Gekozen fragment:
=-=-=-=-=

Orde van de Leeuw van Zähringen

Uit Wikipedia, de vrije encyclopedie
Ster en juweel van de Orde van de Zähringer Löwe.

De Orde van de Leeuw van Zähringen (Duits: Orden vom Zähringer Löwen) werd gesticht door Groothertog Karel van Baden op 26 december 1812. De Orde bestaat nog steeds en is de Huisorde van het Huis Zähringen. Het lint is groen met twee gouden strepen langs de rand.

De Orde heeft vijf graden en is ingesteld om aan de afstamming van de Groothertogen van de Hertogen van Zähringen te herinneren. De kruisen werden voor bijzondere verdienste van gouden eikenloof en voor bijzondere verdienste in oorlogstijd van gouden zwaarden voorzien. De ridders van de Huisorde van de Trouw droegen de hoogste klasse, de Orde van Berthold de Eerste van Zähringen genoemd, om de hals.

De graden en versierselen van de Orde[bewerken | brontekst bewerken]

Het lint van de Orde.

Het lint van deze Orde is groen met twee gouden strepen langs de rand.

Van 1877 tot aan de herziening van de statuten in 1896 was de Orde van Berthold de Eerste van Zähringen officieel de hoogste graad van de Orde van de Leeuw van Zähringen. Vanaf 1896 werd dit een aparte Ridderorde.

Grootkruis[bewerken | brontekst bewerken]

Het Grootkruis werd tot 1918 ongeveer 65 maal verleend. 41 maal werd de onderscheiding tijdens de Eerste Wereldoorlog toegekend. De Grootkruisen droegen een kruis van de Orde aan een groen lint met zilveren strepen over de rechterschouder en een ster van de Orde.

=-=-=-=-=

Opdracht 1:
Filter de lijst hieronder en neem elke regel over waarin de tekenreeks "surface" voorkomt. Let daarbij op het verschil tussen hoofdletters en kleine letters.

Puntgebaseerde annotatiegegevens
=-=-=-=-=

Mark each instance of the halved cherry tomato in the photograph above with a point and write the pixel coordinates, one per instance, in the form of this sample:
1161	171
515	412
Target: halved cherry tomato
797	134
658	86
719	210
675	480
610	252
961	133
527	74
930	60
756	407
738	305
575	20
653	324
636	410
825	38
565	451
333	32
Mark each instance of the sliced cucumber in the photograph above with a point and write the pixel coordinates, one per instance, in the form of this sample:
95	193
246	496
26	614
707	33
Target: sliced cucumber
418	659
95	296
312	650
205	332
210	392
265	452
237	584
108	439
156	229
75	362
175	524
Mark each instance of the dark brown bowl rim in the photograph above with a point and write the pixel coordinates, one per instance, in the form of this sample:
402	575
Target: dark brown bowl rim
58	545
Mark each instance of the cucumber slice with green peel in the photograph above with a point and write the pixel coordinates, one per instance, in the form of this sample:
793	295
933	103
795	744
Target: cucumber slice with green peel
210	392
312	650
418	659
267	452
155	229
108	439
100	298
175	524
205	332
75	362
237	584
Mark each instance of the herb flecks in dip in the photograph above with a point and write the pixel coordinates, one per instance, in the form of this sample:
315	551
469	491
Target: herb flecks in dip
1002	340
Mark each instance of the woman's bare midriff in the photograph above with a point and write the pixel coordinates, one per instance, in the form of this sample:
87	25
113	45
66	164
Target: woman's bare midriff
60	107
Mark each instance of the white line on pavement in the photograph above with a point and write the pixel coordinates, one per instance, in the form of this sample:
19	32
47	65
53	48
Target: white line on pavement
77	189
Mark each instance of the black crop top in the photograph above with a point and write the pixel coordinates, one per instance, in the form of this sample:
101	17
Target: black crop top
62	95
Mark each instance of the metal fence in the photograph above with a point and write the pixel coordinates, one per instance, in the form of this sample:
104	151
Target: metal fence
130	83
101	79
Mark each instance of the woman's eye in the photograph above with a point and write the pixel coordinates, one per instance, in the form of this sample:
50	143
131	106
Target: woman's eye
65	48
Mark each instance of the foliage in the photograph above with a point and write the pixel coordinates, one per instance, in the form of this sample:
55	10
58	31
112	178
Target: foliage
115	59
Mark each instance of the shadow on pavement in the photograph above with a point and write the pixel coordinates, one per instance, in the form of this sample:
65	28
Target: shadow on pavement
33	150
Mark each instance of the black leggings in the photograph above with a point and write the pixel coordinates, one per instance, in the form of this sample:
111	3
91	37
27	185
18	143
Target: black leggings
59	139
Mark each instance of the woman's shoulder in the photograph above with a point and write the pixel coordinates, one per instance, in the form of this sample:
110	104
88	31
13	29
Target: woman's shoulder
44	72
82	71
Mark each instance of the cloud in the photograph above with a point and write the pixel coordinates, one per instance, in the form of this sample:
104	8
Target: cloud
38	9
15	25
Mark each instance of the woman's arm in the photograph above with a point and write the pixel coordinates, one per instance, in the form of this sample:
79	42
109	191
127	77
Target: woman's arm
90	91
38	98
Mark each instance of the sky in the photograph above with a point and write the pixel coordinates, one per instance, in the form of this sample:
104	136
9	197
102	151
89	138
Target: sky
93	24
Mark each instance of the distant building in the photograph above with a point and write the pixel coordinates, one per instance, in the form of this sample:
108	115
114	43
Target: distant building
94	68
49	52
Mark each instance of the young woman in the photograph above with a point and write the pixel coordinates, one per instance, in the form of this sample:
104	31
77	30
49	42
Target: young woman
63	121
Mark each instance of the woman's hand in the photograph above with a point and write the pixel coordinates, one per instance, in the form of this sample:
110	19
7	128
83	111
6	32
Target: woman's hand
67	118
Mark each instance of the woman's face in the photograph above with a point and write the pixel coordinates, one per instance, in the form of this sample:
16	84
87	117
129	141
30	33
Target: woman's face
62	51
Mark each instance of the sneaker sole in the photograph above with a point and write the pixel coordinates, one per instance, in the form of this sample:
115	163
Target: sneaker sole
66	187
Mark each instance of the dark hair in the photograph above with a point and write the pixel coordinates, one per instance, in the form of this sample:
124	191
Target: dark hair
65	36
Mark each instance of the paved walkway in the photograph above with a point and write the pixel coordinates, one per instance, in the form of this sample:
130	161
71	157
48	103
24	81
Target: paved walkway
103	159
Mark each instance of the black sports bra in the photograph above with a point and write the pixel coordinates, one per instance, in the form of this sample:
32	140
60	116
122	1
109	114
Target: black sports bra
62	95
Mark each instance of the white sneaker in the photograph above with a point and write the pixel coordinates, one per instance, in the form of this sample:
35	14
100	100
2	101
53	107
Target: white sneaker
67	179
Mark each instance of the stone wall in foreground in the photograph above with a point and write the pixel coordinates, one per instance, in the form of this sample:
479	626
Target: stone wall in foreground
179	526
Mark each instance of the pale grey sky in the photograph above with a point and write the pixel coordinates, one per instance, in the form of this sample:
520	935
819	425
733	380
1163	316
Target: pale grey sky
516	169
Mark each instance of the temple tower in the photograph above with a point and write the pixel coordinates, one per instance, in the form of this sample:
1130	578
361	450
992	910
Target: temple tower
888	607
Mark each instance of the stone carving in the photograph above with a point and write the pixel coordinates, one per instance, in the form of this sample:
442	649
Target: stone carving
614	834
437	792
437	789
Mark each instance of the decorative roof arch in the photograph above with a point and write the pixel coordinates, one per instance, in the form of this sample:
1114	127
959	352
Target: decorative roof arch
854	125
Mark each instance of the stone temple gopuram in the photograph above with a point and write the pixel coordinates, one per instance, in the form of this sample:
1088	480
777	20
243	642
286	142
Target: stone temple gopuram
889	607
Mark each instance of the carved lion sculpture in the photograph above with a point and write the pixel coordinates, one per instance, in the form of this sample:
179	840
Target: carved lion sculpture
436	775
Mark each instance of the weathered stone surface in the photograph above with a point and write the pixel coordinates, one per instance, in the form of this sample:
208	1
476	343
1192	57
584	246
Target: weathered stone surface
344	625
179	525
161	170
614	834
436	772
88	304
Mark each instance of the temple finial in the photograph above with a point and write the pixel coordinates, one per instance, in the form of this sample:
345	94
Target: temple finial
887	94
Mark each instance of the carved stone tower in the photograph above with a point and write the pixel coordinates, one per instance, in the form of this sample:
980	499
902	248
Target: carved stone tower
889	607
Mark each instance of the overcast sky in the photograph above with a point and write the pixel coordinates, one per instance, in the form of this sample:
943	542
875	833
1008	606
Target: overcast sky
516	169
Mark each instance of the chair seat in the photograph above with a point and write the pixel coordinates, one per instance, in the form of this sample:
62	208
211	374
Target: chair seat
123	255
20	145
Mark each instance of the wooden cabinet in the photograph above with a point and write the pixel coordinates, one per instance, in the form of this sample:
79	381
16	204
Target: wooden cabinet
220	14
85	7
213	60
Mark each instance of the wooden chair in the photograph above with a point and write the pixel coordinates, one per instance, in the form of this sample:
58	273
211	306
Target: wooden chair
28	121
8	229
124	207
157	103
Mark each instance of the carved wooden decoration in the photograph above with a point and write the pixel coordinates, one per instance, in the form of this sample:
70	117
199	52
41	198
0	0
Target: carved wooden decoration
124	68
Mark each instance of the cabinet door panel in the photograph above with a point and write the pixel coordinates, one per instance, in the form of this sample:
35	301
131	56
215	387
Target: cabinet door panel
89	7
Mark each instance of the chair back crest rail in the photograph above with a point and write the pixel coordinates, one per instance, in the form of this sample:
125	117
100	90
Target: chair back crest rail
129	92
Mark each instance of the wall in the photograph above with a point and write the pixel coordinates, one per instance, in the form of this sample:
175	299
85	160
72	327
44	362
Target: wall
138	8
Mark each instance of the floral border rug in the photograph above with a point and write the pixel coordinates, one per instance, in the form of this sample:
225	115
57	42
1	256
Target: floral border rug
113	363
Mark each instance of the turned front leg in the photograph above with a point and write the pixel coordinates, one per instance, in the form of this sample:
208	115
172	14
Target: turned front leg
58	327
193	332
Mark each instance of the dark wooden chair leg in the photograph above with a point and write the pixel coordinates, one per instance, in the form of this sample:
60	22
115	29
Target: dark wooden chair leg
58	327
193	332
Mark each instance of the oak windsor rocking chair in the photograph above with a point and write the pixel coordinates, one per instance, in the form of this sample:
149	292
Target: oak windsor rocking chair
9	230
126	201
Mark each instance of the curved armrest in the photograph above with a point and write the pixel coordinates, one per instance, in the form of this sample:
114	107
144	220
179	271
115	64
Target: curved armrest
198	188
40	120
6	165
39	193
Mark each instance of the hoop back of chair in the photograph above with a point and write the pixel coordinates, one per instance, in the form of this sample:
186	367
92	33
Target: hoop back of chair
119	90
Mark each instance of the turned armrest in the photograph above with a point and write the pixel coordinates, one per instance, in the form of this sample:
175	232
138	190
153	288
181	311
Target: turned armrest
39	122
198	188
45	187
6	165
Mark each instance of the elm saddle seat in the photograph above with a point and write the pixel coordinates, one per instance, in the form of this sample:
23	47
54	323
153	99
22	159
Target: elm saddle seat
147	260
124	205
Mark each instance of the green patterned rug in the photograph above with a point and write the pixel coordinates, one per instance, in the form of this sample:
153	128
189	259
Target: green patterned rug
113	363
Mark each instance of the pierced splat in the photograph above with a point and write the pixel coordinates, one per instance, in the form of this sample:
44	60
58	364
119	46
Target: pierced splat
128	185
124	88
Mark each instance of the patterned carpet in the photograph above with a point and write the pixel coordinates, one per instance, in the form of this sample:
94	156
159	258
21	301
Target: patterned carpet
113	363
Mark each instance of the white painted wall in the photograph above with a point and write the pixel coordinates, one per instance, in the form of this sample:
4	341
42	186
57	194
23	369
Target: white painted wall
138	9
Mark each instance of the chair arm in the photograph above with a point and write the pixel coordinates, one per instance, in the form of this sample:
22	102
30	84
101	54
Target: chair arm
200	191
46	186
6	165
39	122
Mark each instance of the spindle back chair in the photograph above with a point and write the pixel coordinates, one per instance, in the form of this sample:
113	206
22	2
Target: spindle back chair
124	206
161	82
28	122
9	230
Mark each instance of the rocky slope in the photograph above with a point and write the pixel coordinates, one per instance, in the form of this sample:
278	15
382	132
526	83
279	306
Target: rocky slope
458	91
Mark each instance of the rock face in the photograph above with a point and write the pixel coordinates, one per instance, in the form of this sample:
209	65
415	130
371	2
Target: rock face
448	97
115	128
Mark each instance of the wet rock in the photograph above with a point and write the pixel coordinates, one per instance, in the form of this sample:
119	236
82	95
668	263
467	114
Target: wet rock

=-=-=-=-=

Opdracht 2:
Op welke datum werd de orde gesticht volgens het artikel over de Orde van de Leeuw van Zähringen?

Juiste uitvoer 1:
Mark each instance of the weathered stone surface in the photograph above with a point and write the pixel coordinates, one per instance, in the form of this sample:
Target: weathered stone surface

Juiste uitvoer 2:
Op 26 december 1812.